* _Excerpted passage_:
Hoping to see a yeti while travelling? Scientists seek definitive proof using DNA evidence
It is a mystery that has kept tourists and locals guessing for centuries – does Big Foot or the yeti or Abominable Snowman or whatever names you know it really exist?
And if so, is it man, a beast or just a myth? After so many false trails, a team of geneticists are to scientifically probe the creature by DNA analysis and other modern techniques. Tales of the monster in the Himalayas have been part and parcel of folklore for several generations. However, the Daily Telegraph reports that there has never been any real proof of the existence of the yeti.
Tibetans call the yeti either ‘miché which means man-bear or ‘mirka,’ which loosely means wild man. Around the world, the yeti has many names – from Big Foot in North America to Fear Liath in Scotland to Yowie in Australia. Some believe the yeti is a type of Langur monkey that lives at lower altitudes, others suggest he may be a Tibetan blue bear or perhaps a Himalayan brown bear. The creature’s habitat is around the icy peaks of the Himalayas although sightings have been claimed as far away as Mongolia. A few months ago, a similar monster to the yeti was spotted in the ski resort of Formigal in the north of Spain.

* _Work instruction_: Continue the article on the DNA search for the yeti, starting after its last sentence.

* _Record extracts_:
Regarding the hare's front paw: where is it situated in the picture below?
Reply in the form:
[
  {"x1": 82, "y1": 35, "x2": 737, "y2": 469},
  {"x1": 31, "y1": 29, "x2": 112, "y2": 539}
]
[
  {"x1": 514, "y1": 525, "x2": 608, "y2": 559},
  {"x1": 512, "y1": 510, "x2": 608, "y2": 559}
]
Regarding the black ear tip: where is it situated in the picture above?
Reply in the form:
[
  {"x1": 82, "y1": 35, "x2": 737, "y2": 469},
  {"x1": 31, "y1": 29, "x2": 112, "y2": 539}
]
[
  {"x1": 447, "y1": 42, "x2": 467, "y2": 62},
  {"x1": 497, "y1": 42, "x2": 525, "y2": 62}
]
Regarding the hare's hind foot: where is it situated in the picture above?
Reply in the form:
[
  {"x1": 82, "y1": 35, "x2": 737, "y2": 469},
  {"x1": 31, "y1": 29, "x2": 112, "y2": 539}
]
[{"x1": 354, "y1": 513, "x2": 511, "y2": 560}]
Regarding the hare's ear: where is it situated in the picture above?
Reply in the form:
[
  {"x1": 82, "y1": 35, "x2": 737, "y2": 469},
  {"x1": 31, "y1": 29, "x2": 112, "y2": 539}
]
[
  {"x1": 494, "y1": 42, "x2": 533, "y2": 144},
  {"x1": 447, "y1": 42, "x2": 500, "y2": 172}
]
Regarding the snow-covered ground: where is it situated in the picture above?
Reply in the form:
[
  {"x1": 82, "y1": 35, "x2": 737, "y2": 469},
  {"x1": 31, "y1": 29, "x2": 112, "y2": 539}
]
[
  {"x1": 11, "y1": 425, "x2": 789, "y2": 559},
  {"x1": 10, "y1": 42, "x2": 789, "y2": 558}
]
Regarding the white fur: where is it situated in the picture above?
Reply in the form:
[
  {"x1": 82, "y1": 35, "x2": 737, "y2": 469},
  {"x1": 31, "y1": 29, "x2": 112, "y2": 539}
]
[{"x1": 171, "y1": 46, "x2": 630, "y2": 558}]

* _Answer to this task_:
People from Nepal describe the yeti is nocturnal, with a penchant for whistling and growling with an ability to kill with a single punch. Folklore suggests that anyone witnessing a yeti will end up either being killed or dying soon after the event. Separate from stories of sightings are numerous occasions in which mysterious footprints have been found on the icy trails of the Himalayas.